[Saved entries]
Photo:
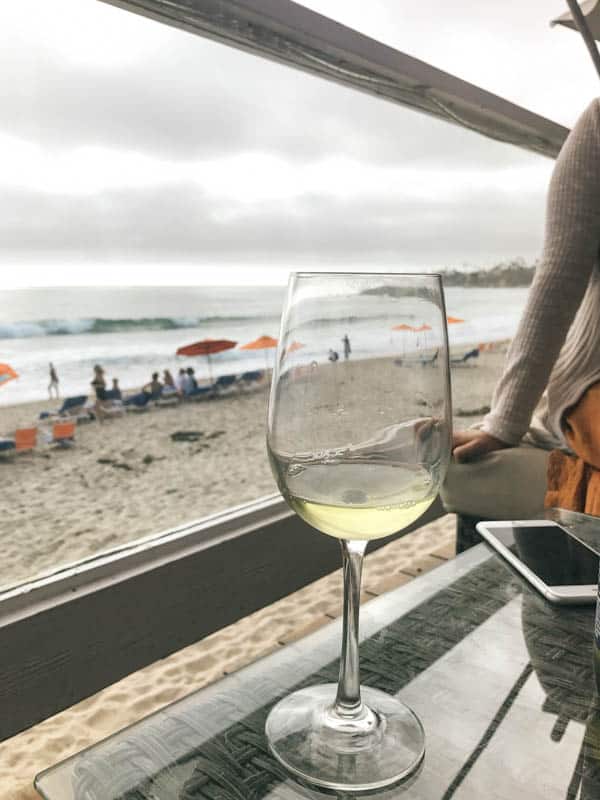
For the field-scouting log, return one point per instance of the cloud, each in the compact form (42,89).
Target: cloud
(187,224)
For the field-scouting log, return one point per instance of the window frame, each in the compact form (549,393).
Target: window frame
(75,631)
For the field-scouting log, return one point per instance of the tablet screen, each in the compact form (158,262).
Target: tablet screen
(557,558)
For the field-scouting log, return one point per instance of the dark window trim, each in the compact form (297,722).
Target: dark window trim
(69,635)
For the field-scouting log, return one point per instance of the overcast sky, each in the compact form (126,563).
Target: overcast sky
(133,153)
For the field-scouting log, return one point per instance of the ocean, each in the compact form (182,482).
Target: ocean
(133,331)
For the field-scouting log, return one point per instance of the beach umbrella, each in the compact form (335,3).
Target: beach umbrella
(291,348)
(6,374)
(206,347)
(262,343)
(586,20)
(403,327)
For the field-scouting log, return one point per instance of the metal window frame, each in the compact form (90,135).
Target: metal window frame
(71,633)
(66,636)
(293,35)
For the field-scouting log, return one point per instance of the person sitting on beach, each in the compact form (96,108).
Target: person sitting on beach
(168,382)
(549,393)
(53,385)
(155,387)
(98,384)
(347,348)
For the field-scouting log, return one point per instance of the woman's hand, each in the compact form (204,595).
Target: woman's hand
(472,445)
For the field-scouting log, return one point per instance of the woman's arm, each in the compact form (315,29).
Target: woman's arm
(572,242)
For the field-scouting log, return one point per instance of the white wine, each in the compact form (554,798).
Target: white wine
(356,501)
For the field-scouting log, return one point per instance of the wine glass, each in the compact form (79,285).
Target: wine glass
(359,439)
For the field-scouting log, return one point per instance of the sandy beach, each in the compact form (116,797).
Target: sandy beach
(128,478)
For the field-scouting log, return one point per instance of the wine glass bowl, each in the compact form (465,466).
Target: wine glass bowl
(359,445)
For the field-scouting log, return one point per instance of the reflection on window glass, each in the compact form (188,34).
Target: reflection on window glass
(157,192)
(507,48)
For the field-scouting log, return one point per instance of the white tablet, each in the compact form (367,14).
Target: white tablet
(559,566)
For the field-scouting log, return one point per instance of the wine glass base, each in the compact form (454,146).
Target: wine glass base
(385,746)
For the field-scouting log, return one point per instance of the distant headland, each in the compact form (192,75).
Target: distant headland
(504,275)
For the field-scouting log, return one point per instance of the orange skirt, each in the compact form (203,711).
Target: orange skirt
(573,482)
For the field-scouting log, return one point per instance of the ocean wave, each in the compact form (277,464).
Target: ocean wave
(73,327)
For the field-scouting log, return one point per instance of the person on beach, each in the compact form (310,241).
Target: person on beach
(347,348)
(182,382)
(168,380)
(154,387)
(98,384)
(192,383)
(549,393)
(53,385)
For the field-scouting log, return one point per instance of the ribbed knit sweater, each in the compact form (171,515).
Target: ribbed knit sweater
(556,351)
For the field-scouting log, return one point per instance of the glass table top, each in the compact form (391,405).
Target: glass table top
(502,681)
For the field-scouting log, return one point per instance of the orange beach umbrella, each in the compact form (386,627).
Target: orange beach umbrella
(262,343)
(206,347)
(7,374)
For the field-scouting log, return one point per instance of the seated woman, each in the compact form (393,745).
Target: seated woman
(553,364)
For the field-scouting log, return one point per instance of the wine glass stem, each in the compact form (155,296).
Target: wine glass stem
(348,702)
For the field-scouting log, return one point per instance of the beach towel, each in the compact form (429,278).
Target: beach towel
(573,481)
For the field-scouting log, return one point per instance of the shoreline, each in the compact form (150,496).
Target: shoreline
(135,476)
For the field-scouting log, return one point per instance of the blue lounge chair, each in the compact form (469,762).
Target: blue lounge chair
(224,383)
(139,400)
(460,361)
(250,379)
(200,392)
(424,361)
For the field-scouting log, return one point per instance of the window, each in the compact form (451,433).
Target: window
(140,161)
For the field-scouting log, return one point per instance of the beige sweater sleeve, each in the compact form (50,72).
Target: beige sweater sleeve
(572,241)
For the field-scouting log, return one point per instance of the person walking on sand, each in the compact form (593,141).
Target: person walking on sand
(98,384)
(347,348)
(53,385)
(116,390)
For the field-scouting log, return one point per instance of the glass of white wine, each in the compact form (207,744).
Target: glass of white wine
(359,438)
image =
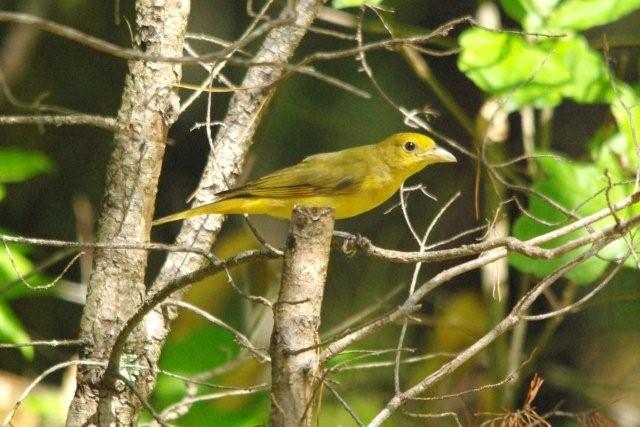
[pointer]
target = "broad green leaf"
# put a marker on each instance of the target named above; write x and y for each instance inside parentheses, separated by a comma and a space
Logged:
(528, 73)
(584, 14)
(341, 4)
(18, 165)
(570, 185)
(11, 330)
(532, 14)
(515, 9)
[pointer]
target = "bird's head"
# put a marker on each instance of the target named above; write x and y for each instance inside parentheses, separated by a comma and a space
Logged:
(411, 152)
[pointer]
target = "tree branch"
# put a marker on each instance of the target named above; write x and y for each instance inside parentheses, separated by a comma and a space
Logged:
(116, 288)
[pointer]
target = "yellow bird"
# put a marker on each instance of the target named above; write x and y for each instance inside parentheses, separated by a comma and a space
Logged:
(351, 181)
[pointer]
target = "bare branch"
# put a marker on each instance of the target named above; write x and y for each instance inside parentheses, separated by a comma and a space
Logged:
(294, 376)
(107, 123)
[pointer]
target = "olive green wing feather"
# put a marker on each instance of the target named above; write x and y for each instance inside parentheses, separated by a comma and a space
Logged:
(323, 174)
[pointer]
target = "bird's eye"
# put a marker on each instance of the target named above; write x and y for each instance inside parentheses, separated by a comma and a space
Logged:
(409, 146)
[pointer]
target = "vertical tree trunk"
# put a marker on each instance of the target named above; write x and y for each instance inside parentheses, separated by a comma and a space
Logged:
(116, 288)
(225, 161)
(295, 376)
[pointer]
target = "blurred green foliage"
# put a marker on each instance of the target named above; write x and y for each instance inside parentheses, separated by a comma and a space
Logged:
(529, 70)
(593, 130)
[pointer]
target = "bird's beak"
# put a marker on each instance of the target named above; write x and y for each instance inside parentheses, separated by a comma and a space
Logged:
(440, 155)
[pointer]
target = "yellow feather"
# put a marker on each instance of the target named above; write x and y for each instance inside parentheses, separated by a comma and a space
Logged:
(351, 181)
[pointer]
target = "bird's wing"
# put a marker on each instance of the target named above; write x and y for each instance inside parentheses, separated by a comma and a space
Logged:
(323, 174)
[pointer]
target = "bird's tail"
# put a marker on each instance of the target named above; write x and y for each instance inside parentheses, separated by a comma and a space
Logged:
(209, 208)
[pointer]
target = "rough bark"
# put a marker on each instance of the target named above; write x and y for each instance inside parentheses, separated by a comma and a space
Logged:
(116, 287)
(225, 161)
(295, 376)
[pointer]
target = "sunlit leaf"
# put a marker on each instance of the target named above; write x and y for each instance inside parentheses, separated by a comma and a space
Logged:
(11, 330)
(583, 14)
(540, 73)
(532, 14)
(341, 4)
(18, 165)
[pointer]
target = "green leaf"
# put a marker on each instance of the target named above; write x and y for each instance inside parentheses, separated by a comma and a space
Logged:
(11, 330)
(584, 14)
(539, 74)
(342, 4)
(570, 184)
(532, 14)
(19, 165)
(515, 9)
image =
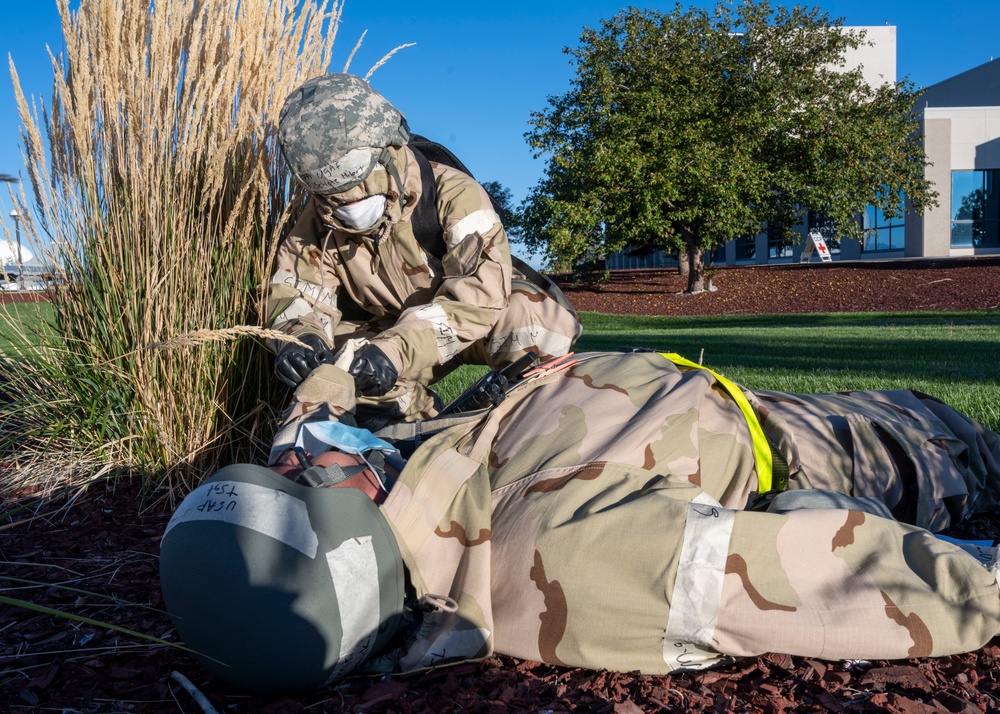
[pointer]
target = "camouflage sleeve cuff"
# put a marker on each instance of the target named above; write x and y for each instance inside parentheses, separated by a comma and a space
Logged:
(325, 395)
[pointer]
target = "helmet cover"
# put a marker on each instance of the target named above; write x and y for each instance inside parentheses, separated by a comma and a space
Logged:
(276, 586)
(333, 130)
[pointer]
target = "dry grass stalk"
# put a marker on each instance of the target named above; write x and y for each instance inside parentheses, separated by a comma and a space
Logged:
(156, 174)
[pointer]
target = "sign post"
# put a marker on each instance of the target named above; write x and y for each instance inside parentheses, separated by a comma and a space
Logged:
(815, 242)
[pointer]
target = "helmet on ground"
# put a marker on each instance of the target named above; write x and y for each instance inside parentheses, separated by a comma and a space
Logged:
(277, 586)
(334, 129)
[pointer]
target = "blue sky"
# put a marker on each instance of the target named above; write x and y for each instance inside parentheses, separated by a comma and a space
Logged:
(475, 75)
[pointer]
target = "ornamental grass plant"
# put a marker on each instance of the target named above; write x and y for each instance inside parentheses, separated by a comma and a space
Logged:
(157, 181)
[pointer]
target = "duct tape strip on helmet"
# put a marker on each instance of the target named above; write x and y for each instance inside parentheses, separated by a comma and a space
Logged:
(772, 469)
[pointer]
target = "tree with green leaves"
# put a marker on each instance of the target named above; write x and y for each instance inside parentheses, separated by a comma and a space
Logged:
(683, 130)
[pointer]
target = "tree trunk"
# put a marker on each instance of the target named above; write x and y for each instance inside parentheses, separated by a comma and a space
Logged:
(696, 266)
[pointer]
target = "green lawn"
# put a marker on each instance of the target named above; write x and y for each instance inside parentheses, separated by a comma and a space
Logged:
(952, 355)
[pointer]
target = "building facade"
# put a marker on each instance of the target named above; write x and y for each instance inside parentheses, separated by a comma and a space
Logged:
(960, 124)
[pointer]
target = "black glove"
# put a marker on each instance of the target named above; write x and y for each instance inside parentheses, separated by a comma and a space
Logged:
(373, 373)
(295, 362)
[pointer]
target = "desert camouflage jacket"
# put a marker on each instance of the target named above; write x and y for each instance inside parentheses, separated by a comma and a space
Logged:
(601, 517)
(429, 309)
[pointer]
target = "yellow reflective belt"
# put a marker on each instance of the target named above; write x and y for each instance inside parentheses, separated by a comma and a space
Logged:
(761, 447)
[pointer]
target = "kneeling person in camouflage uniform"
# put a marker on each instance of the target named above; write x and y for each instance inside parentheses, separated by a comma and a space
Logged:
(358, 268)
(634, 512)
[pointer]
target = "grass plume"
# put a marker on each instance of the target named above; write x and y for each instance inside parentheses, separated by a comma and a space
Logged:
(157, 178)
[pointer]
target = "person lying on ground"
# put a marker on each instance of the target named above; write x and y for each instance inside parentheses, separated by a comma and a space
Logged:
(625, 511)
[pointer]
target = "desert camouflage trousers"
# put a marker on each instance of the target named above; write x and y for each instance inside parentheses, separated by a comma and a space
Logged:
(604, 517)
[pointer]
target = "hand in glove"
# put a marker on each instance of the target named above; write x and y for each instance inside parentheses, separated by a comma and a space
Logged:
(373, 373)
(294, 362)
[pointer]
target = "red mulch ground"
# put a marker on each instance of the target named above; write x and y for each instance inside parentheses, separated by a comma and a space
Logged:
(107, 542)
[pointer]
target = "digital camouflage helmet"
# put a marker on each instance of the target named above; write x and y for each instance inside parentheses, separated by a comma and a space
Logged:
(277, 586)
(334, 129)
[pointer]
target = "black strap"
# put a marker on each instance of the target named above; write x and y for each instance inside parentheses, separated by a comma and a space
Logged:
(426, 226)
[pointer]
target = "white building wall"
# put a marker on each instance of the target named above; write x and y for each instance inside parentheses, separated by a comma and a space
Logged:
(955, 139)
(876, 56)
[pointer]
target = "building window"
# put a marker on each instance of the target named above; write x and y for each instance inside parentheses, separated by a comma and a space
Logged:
(778, 244)
(746, 248)
(826, 227)
(883, 233)
(975, 209)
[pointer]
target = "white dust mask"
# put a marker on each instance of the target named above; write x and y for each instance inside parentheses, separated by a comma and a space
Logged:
(361, 214)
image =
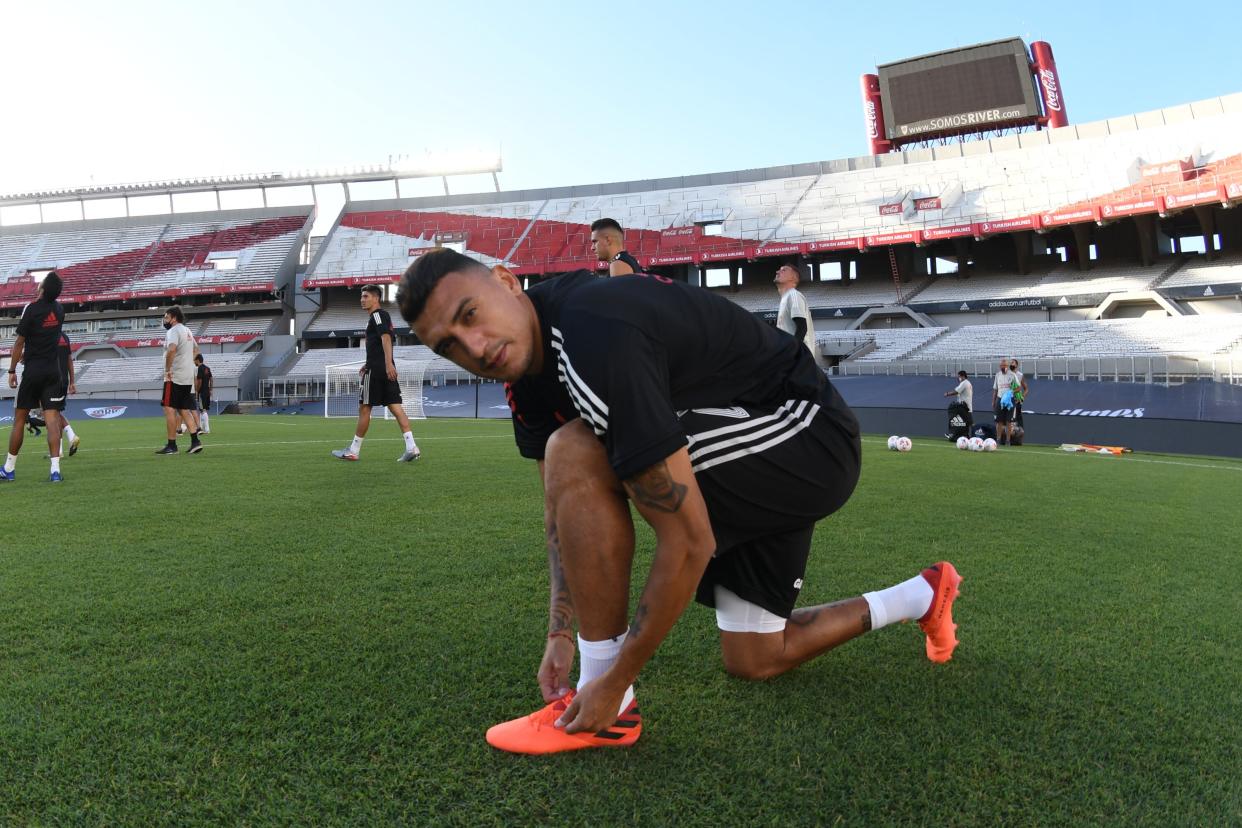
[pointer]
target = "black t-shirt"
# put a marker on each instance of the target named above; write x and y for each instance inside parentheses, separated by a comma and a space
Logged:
(631, 351)
(63, 354)
(378, 324)
(204, 380)
(41, 328)
(624, 256)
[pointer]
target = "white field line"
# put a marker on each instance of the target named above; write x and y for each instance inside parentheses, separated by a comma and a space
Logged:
(1032, 451)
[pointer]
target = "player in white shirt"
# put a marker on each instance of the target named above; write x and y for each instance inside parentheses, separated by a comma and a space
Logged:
(794, 315)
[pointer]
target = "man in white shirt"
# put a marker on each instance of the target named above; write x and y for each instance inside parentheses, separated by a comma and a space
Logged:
(965, 395)
(178, 399)
(794, 317)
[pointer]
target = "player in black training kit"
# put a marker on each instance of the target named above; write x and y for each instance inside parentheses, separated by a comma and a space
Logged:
(378, 385)
(717, 427)
(41, 384)
(607, 241)
(203, 385)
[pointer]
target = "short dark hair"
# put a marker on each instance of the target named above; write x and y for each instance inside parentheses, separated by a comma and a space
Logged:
(425, 273)
(606, 224)
(51, 286)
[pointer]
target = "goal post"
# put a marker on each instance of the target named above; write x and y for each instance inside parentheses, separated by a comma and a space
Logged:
(342, 385)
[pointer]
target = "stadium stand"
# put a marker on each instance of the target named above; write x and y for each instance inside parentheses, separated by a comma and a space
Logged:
(891, 343)
(1197, 272)
(168, 256)
(1174, 335)
(148, 371)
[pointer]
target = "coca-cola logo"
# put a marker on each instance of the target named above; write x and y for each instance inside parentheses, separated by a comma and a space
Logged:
(868, 108)
(1051, 94)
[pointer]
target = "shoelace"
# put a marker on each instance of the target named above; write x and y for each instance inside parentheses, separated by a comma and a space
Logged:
(547, 715)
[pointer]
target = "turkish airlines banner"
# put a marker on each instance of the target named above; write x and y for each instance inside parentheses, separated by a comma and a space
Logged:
(1206, 195)
(953, 231)
(835, 243)
(1134, 207)
(1071, 216)
(676, 258)
(723, 255)
(1007, 225)
(907, 237)
(780, 250)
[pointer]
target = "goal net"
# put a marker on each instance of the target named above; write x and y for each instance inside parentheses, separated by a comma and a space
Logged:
(342, 386)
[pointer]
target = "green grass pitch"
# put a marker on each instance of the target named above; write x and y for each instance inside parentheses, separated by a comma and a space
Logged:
(262, 634)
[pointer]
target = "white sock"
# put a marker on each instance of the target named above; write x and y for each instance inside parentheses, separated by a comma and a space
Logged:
(594, 659)
(907, 601)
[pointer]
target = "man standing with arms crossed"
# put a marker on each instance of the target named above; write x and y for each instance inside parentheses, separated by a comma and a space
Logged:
(203, 385)
(378, 385)
(178, 399)
(39, 332)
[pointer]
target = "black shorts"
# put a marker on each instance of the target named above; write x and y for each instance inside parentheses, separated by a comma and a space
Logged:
(768, 477)
(178, 396)
(41, 387)
(378, 390)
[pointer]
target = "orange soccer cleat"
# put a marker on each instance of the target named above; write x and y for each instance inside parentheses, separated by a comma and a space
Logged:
(938, 622)
(539, 734)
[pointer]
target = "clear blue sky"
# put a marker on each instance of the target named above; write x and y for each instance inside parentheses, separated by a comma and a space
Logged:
(573, 93)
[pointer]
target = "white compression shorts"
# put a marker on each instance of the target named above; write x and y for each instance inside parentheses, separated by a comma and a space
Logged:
(735, 615)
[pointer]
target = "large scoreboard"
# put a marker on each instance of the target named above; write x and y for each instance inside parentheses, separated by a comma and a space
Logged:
(960, 91)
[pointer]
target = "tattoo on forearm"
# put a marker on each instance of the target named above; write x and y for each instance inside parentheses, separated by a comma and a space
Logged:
(640, 618)
(560, 613)
(656, 488)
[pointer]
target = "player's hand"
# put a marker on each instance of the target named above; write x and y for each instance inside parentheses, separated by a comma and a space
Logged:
(554, 668)
(595, 706)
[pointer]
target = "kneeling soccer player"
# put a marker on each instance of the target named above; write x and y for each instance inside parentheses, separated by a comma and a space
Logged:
(719, 428)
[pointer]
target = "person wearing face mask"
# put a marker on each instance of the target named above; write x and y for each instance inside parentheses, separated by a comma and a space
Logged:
(1019, 399)
(178, 397)
(1001, 386)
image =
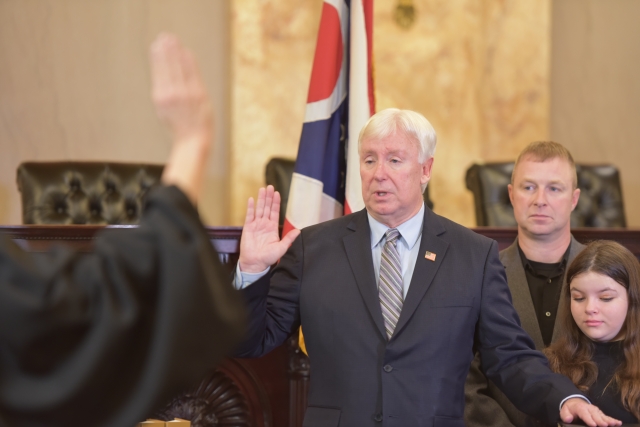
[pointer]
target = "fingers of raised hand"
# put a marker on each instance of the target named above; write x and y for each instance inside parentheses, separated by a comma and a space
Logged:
(261, 202)
(268, 201)
(250, 211)
(167, 74)
(593, 416)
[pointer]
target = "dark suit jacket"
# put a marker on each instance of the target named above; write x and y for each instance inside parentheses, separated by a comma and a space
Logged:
(358, 378)
(486, 405)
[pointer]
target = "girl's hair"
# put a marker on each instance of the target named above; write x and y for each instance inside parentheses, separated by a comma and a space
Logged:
(571, 354)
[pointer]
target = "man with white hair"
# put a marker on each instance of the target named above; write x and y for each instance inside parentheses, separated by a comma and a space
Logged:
(393, 300)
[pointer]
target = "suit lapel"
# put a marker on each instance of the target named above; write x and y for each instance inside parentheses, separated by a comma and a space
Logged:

- _EXERCISE_
Take every line above carrying "feather" and return it.

- _RESULT FOR THIS EXERCISE_
target = "olive green wing feather"
target = "yellow feather"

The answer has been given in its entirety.